**Exercise task**:
Retype, character for character, the part of the records below that opens with the line containing "peninsula** | outline" and closes with the line containing "102 109 L 120", including both of those lines and nothing else.

┄┄┄┄┄┄

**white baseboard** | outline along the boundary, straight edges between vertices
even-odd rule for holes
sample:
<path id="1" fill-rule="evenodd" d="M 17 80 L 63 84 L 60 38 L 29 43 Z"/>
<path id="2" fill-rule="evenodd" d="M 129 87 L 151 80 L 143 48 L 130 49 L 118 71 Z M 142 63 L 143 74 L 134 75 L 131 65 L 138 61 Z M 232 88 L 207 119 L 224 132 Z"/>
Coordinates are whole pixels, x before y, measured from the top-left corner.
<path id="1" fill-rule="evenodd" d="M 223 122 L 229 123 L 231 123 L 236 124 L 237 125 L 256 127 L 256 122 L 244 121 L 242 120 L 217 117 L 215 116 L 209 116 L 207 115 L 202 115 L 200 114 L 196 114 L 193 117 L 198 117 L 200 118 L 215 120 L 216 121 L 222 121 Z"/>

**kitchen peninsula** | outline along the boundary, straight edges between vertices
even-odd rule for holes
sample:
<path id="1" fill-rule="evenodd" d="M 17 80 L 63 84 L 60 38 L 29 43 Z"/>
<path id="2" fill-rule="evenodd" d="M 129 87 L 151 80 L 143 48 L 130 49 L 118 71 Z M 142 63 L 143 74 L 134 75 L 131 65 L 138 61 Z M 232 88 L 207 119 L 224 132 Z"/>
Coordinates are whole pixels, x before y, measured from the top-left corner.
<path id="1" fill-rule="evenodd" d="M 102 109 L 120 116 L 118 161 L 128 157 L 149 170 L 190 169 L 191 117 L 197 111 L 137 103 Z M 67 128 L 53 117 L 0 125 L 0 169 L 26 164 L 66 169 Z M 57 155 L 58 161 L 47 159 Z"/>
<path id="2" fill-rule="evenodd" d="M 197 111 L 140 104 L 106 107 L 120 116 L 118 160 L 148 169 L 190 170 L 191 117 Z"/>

┄┄┄┄┄┄

**Exercise result**:
**kitchen peninsula** | outline along the boundary, straight edges between vertices
even-odd rule for holes
sample:
<path id="1" fill-rule="evenodd" d="M 17 80 L 63 84 L 60 38 L 29 43 Z"/>
<path id="2" fill-rule="evenodd" d="M 129 87 L 151 80 L 143 48 L 130 49 L 118 71 Z M 142 63 L 143 74 L 134 75 L 131 65 L 138 61 Z M 232 88 L 207 119 L 224 132 Z"/>
Coordinates are whole pixels, x before y, measured from the top-left corner.
<path id="1" fill-rule="evenodd" d="M 102 109 L 120 116 L 118 161 L 128 157 L 149 170 L 190 169 L 191 117 L 197 111 L 137 103 Z M 67 128 L 53 117 L 0 125 L 0 169 L 26 164 L 66 169 Z M 57 155 L 58 161 L 47 159 Z"/>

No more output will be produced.